Problem description:
Rewrite every line of the rows from the line with "Exercise. Tag the wooden front" to the line with "x=495, y=215", shifting each x and y coordinate in the answers by -128 and keeping all other lines and numbers unchanged.

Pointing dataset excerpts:
((

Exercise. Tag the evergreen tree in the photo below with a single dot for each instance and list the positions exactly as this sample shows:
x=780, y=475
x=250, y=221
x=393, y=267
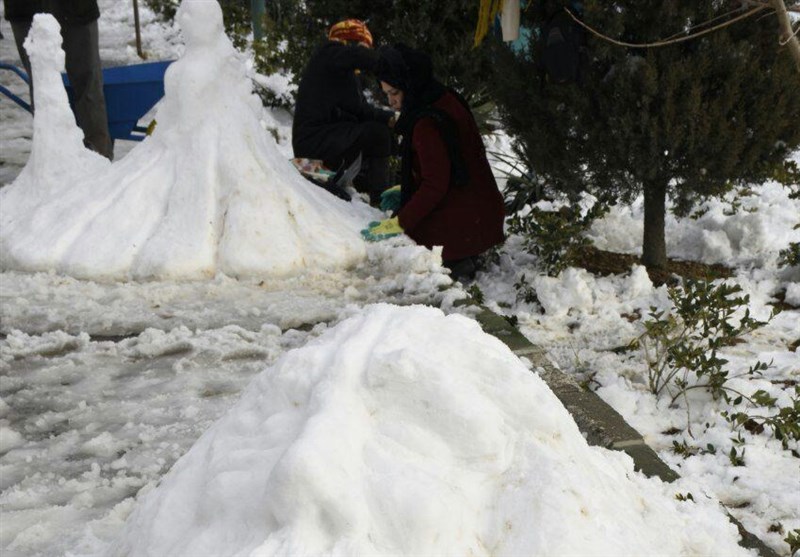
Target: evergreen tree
x=687, y=120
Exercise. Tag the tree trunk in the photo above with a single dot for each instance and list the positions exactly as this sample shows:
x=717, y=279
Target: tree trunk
x=787, y=31
x=654, y=246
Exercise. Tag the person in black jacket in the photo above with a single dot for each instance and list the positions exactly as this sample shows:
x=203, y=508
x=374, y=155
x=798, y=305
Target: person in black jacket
x=333, y=121
x=78, y=21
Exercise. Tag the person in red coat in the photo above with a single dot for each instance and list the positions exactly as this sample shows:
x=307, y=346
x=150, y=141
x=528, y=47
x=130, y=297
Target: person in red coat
x=448, y=194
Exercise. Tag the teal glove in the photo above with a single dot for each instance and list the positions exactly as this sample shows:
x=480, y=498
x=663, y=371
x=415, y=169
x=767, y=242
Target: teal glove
x=390, y=199
x=377, y=231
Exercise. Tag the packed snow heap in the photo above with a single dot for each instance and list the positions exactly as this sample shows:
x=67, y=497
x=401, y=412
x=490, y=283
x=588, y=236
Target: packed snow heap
x=207, y=193
x=402, y=431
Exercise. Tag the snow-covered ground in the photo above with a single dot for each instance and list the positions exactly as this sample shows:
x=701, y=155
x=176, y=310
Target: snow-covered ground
x=325, y=426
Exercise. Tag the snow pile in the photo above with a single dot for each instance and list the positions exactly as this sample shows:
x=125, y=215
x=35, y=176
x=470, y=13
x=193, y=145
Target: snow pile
x=58, y=155
x=405, y=431
x=208, y=193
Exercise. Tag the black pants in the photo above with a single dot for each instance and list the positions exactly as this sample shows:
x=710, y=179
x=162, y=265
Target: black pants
x=86, y=77
x=374, y=143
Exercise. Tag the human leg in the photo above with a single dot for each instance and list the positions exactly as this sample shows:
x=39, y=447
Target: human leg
x=86, y=77
x=374, y=144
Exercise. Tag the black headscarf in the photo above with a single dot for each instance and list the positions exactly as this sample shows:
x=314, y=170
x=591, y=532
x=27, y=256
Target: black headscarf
x=411, y=71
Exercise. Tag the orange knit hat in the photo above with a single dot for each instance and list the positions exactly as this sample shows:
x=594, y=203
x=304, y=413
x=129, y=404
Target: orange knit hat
x=351, y=30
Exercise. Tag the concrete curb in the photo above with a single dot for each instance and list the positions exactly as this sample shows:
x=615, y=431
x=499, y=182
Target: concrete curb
x=600, y=423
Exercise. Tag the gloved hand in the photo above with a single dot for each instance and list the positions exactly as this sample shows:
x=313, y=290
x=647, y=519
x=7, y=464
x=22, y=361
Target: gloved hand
x=390, y=199
x=377, y=231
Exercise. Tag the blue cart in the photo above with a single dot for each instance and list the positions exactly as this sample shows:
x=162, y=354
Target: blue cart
x=130, y=92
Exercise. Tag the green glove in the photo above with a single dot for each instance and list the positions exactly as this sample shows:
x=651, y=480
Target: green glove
x=377, y=231
x=390, y=199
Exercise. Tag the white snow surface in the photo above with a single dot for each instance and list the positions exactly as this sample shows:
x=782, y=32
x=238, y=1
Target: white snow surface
x=403, y=431
x=208, y=193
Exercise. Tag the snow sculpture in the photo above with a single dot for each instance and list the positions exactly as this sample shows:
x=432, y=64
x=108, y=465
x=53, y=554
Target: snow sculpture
x=403, y=431
x=209, y=192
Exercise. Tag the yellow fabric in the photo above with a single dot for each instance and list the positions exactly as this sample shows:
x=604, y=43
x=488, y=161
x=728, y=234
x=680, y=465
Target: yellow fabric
x=486, y=13
x=388, y=226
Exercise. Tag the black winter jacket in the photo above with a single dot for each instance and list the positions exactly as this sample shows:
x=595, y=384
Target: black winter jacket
x=67, y=12
x=330, y=101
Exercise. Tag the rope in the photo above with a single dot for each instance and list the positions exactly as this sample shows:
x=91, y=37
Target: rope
x=667, y=41
x=486, y=14
x=785, y=41
x=709, y=22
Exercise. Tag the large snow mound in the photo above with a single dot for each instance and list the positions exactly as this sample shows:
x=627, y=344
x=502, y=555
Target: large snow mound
x=405, y=431
x=208, y=193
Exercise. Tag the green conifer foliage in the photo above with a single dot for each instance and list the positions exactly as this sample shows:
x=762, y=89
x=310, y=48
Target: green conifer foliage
x=687, y=120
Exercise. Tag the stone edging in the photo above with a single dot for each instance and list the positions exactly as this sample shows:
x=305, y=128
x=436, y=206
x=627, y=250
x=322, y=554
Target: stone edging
x=599, y=422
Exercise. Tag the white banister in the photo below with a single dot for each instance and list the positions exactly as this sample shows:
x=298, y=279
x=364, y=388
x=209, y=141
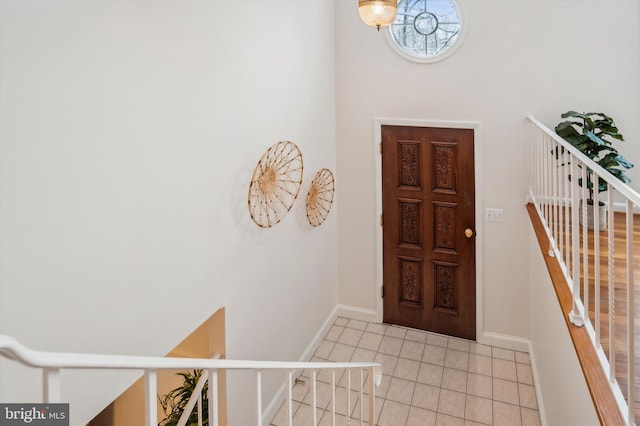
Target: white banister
x=259, y=397
x=52, y=362
x=558, y=188
x=150, y=404
x=51, y=385
x=213, y=397
x=612, y=294
x=631, y=366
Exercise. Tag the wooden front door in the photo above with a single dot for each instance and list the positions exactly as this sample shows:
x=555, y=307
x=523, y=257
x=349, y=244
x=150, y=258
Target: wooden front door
x=428, y=202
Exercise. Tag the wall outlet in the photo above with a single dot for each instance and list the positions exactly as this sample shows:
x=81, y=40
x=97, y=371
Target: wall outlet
x=495, y=215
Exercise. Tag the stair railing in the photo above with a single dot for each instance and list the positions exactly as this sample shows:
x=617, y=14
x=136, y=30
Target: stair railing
x=557, y=170
x=52, y=362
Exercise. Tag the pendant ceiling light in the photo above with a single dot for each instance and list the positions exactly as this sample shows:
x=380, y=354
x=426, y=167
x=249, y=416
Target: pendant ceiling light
x=378, y=13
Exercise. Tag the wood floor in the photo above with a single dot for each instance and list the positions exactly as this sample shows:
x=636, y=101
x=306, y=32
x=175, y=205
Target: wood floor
x=620, y=295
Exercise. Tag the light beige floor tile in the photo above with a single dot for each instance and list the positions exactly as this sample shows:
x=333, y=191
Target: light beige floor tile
x=388, y=362
x=505, y=391
x=300, y=389
x=479, y=409
x=524, y=374
x=505, y=354
x=445, y=420
x=325, y=375
x=350, y=336
x=452, y=403
x=437, y=340
x=457, y=359
x=421, y=417
x=472, y=423
x=376, y=328
x=529, y=417
x=370, y=341
x=523, y=357
x=480, y=364
x=453, y=379
x=304, y=415
x=342, y=401
x=365, y=409
x=323, y=395
x=416, y=336
x=334, y=333
x=341, y=321
x=363, y=355
x=341, y=353
x=401, y=390
x=393, y=414
x=480, y=385
x=478, y=349
x=281, y=418
x=527, y=396
x=407, y=369
x=324, y=349
x=358, y=325
x=504, y=369
x=327, y=420
x=458, y=344
x=395, y=331
x=434, y=354
x=412, y=350
x=430, y=374
x=425, y=396
x=506, y=414
x=390, y=345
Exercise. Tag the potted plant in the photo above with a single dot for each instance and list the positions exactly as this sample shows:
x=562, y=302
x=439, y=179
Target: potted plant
x=174, y=403
x=593, y=133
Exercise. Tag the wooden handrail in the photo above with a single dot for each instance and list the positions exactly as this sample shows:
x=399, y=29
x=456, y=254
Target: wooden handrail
x=603, y=398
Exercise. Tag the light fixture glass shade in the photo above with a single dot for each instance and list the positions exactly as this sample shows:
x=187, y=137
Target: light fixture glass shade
x=378, y=13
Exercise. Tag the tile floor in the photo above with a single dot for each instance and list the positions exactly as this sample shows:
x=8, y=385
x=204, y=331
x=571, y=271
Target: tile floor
x=428, y=379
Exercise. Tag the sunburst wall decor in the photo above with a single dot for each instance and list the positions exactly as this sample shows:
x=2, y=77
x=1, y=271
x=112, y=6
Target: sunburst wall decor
x=275, y=184
x=320, y=197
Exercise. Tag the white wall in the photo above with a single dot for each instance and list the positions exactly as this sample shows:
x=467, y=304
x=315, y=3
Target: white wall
x=564, y=398
x=129, y=134
x=518, y=57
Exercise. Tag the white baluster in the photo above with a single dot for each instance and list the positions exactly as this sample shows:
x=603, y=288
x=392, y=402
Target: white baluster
x=596, y=262
x=314, y=397
x=612, y=292
x=259, y=396
x=575, y=316
x=51, y=385
x=214, y=414
x=361, y=385
x=631, y=365
x=290, y=397
x=333, y=397
x=150, y=400
x=585, y=241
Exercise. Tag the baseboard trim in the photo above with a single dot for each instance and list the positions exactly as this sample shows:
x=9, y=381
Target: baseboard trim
x=272, y=408
x=354, y=312
x=536, y=380
x=505, y=341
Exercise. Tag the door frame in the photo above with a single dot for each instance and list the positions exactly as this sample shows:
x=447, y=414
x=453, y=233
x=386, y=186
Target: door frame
x=479, y=205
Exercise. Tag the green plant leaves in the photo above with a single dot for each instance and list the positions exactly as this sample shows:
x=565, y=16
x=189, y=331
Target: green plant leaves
x=589, y=132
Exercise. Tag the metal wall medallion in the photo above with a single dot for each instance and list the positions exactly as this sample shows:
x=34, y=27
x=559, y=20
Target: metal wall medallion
x=275, y=184
x=320, y=197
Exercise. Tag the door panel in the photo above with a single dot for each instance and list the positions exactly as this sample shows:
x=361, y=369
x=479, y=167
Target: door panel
x=428, y=202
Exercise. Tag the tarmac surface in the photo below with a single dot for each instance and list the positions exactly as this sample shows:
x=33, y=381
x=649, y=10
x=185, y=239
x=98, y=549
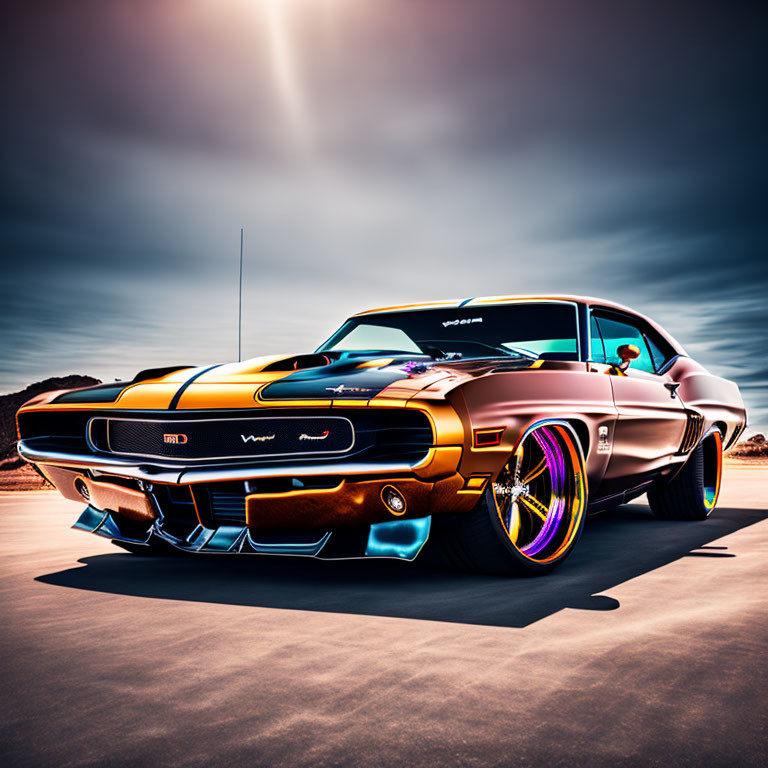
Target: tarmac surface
x=647, y=647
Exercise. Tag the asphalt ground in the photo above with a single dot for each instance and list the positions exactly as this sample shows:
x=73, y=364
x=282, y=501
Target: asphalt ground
x=648, y=647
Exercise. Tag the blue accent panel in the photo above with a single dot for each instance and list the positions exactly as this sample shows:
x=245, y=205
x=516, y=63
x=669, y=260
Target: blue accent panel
x=400, y=538
x=90, y=519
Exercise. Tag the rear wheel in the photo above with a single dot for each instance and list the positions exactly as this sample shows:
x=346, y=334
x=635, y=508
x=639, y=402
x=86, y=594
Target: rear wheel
x=529, y=520
x=693, y=491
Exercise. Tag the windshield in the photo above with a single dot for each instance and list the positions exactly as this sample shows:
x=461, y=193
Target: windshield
x=525, y=329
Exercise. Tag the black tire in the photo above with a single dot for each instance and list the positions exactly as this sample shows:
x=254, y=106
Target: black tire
x=692, y=493
x=480, y=542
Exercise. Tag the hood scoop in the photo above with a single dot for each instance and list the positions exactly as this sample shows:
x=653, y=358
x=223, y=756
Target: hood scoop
x=352, y=377
x=297, y=363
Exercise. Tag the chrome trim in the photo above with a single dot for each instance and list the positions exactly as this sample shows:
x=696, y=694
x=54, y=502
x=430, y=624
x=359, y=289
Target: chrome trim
x=181, y=422
x=183, y=475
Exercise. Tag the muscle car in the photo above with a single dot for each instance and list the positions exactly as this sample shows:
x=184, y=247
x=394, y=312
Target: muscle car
x=478, y=433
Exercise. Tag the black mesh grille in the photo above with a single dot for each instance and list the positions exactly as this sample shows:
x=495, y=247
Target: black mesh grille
x=227, y=506
x=380, y=434
x=228, y=438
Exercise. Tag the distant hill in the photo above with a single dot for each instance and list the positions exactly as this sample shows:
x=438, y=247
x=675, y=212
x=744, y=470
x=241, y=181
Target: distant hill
x=18, y=473
x=755, y=447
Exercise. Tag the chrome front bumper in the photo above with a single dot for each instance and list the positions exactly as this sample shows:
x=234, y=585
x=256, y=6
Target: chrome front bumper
x=160, y=472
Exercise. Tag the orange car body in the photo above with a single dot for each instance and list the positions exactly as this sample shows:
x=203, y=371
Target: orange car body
x=218, y=480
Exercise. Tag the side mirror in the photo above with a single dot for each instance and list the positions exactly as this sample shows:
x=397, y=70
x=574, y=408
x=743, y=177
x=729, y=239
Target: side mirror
x=627, y=353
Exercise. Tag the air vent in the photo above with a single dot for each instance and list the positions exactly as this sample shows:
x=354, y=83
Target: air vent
x=692, y=434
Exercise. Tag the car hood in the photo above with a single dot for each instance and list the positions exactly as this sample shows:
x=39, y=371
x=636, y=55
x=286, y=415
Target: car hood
x=313, y=378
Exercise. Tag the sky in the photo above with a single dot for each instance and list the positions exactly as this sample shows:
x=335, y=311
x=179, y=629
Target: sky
x=375, y=152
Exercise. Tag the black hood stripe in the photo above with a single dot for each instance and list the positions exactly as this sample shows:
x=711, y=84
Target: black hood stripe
x=180, y=391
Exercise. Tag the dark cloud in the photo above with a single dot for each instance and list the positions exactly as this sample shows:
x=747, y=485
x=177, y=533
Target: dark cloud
x=433, y=147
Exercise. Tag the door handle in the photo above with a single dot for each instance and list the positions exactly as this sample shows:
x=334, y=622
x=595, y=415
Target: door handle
x=672, y=387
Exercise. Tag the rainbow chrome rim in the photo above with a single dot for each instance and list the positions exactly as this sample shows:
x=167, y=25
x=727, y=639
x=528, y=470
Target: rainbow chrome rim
x=540, y=494
x=713, y=469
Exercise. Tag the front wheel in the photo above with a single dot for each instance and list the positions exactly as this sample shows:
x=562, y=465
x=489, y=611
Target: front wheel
x=692, y=493
x=529, y=520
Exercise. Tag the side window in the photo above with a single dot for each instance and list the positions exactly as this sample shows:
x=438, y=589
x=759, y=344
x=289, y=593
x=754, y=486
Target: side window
x=659, y=358
x=597, y=348
x=615, y=333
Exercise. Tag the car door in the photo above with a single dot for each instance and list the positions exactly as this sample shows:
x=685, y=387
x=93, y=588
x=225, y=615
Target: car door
x=651, y=417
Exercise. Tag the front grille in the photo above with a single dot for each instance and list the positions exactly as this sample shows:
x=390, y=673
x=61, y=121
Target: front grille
x=208, y=439
x=693, y=429
x=380, y=435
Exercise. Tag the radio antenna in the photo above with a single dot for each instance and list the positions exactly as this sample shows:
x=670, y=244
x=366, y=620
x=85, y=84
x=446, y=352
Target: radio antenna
x=240, y=305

))

Task response:
Exercise. Tag the wooden front door in the photo above with a single dot for each instance and list the positions exactly as this sample shows:
x=555, y=307
x=523, y=257
x=349, y=244
x=150, y=258
Target: wooden front door
x=300, y=74
Exercise. Tag the wall outlet in the photo above with a single dot for each instance and list the positions exactly as this sample shows:
x=81, y=40
x=97, y=371
Target: wall outlet
x=367, y=87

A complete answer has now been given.